### PAGE EXCERPT
▼
Lethality of Drosophila lacking TSC tumor suppressor function rescued by reducing dS6K signaling

Thomas Radimerski 1, Jacques Montagne 1, Maja Hemmings-Mieszczak 2, George Thomas 1,3
PMCID: PMC187466  PMID: 12381661

Abstract

Tuberous sclerosis complex (TSC) is a genetic disorder caused by mutations in one of two tumor suppressor genes, TSC1 and TSC2. Here, we show that absence of Drosophila Tsc1/2 leads to constitutive dS6K activation and inhibition of dPKB, the latter effect being relieved by loss of dS6K. In contrast, the dPTEN tumor suppressor, a negative effector of PI3K, has little effect on dS6K, but negatively regulates dPKB. More importantly, we demonstrate that reducing dS6K signaling rescues early larval lethality associated with loss of dTsc1/2 function, arguing that the S6K pathway is a promising target for the treatment of TSC.
▲
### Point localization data
▼
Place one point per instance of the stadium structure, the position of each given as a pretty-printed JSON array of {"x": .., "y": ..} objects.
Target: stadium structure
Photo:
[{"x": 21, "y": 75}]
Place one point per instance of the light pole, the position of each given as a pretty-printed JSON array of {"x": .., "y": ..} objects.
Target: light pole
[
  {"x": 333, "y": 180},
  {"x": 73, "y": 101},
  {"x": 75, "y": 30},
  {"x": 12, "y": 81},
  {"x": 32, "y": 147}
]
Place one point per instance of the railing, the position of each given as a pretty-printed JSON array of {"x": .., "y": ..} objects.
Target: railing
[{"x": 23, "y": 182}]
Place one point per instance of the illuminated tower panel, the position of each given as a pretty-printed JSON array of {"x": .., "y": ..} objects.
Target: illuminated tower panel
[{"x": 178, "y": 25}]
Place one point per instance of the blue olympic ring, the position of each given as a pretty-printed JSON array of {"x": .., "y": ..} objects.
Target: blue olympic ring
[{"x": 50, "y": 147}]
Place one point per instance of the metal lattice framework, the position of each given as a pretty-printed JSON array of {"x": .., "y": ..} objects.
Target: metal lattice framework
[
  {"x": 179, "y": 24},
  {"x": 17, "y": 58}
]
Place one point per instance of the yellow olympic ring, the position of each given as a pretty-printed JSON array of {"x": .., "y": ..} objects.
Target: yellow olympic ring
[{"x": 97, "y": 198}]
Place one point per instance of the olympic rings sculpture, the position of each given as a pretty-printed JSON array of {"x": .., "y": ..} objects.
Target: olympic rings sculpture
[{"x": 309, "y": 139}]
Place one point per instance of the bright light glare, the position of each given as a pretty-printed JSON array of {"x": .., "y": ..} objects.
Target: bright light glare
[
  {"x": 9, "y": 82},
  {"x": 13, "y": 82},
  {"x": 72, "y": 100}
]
▲
### ASSIGNMENT
Please quote the Drosophila TSC abstract from "Tuberous sclerosis complex" to "treatment of TSC.". The listing comes from a different source than the text.

### SOLUTION TO THIS PROBLEM
Tuberous sclerosis complex (TSC) is a genetic disorder caused by mutations in one of two tumor suppressor genes, TSC1 and TSC2. Here, we show that absence of Drosophila Tsc1/2 leads to constitutive dS6K activation and inhibition of dPKB, the latter effect being relieved by loss of dS6K. In contrast, the dPTEN tumor suppressor, a negative effector of PI3K, has little effect on dS6K, but negatively regulates dPKB. More importantly, we demonstrate that reducing dS6K signaling rescues early larval lethality associated with loss of dTsc1/2 function, arguing that the S6K pathway is a promising target for the treatment of TSC.